Look for "List the outlines of the clear" in the entries below. Then write out exactly the line that holds it and every line after it, to the last, and nothing else.
----- Supplied records
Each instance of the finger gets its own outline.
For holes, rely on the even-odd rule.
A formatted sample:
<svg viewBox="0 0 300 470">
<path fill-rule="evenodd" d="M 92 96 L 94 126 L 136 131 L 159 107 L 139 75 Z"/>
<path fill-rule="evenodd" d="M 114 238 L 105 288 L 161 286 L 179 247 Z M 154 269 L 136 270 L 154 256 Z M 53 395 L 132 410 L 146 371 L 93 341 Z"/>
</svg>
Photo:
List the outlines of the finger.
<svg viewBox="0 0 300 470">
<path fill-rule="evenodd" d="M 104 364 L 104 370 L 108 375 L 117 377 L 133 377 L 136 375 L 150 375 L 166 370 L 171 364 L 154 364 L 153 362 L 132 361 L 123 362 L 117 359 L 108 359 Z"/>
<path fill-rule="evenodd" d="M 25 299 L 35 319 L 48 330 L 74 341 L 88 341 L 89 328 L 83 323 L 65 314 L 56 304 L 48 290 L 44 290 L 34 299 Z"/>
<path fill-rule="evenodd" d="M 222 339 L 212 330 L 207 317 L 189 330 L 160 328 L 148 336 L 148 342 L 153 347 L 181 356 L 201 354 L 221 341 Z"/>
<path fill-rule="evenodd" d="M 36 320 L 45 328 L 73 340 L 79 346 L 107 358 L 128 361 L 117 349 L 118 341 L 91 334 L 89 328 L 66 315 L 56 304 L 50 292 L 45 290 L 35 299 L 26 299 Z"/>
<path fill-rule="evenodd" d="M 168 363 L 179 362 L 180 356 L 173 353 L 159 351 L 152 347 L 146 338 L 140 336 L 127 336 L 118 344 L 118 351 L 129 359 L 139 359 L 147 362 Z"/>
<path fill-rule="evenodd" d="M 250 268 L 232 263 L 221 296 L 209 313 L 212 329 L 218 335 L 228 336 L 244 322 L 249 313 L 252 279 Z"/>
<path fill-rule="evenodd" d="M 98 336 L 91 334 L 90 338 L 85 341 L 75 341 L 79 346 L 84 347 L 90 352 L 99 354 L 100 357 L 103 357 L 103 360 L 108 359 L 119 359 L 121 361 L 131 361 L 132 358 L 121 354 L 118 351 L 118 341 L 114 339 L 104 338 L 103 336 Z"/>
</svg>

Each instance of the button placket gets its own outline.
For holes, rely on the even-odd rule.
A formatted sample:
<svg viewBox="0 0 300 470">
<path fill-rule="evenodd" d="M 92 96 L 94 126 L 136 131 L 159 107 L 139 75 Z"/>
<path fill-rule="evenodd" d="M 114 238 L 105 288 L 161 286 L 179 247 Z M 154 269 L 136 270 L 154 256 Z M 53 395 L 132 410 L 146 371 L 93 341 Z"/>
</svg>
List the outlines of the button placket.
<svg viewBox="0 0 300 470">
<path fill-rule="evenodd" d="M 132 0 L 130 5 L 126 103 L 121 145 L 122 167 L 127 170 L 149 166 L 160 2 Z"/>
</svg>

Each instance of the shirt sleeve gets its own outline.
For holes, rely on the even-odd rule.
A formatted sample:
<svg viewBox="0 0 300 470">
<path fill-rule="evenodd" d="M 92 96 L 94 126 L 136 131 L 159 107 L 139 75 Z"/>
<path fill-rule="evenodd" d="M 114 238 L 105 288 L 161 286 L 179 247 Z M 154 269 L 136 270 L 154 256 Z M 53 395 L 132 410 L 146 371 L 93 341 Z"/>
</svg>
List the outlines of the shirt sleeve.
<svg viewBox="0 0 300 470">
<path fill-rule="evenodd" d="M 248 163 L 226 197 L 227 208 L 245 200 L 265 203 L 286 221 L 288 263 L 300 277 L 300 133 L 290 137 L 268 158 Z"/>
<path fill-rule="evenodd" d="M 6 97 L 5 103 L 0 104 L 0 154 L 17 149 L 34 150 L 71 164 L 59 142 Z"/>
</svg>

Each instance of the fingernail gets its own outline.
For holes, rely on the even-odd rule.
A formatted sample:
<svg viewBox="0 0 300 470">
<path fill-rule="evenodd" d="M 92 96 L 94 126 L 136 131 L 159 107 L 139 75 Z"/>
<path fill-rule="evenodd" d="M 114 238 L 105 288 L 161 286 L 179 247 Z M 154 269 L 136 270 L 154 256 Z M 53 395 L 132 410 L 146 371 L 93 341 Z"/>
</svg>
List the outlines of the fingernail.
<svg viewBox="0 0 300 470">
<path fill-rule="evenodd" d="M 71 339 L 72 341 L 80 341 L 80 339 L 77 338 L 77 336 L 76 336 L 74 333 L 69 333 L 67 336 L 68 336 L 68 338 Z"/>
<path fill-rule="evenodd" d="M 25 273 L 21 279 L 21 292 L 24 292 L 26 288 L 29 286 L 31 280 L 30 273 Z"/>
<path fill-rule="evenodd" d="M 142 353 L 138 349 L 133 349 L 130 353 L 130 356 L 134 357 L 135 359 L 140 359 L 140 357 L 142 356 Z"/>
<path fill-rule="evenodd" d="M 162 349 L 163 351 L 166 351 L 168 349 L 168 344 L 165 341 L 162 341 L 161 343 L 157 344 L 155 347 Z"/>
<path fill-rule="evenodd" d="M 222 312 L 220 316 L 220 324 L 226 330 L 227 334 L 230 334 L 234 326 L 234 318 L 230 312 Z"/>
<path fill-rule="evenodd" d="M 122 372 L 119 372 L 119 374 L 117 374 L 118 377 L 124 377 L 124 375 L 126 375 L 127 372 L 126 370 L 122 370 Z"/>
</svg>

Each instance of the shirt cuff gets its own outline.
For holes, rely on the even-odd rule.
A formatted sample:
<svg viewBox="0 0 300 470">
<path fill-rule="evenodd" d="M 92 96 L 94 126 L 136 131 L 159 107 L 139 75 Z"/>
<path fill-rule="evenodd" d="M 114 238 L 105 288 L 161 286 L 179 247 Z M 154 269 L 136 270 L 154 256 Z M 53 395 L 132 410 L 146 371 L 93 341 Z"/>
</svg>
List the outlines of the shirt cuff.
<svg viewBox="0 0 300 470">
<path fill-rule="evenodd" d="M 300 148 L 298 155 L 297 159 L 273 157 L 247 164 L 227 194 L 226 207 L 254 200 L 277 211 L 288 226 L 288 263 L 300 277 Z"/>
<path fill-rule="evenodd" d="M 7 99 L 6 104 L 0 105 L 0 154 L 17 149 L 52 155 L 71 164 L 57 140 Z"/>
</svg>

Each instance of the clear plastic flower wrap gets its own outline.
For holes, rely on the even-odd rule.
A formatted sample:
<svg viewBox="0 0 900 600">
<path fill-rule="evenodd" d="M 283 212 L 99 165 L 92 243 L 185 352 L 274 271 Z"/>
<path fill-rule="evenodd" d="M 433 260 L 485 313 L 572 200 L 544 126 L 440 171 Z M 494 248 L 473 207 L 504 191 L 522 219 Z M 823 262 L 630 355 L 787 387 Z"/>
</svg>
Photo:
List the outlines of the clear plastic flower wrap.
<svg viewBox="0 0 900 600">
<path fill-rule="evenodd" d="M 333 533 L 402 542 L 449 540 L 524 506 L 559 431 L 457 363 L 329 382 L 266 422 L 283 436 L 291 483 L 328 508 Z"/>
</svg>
----------
Answer area:
List the outlines of the clear plastic flower wrap.
<svg viewBox="0 0 900 600">
<path fill-rule="evenodd" d="M 333 533 L 402 542 L 449 540 L 524 506 L 559 431 L 457 363 L 329 382 L 266 422 L 283 436 L 291 483 L 328 508 Z"/>
</svg>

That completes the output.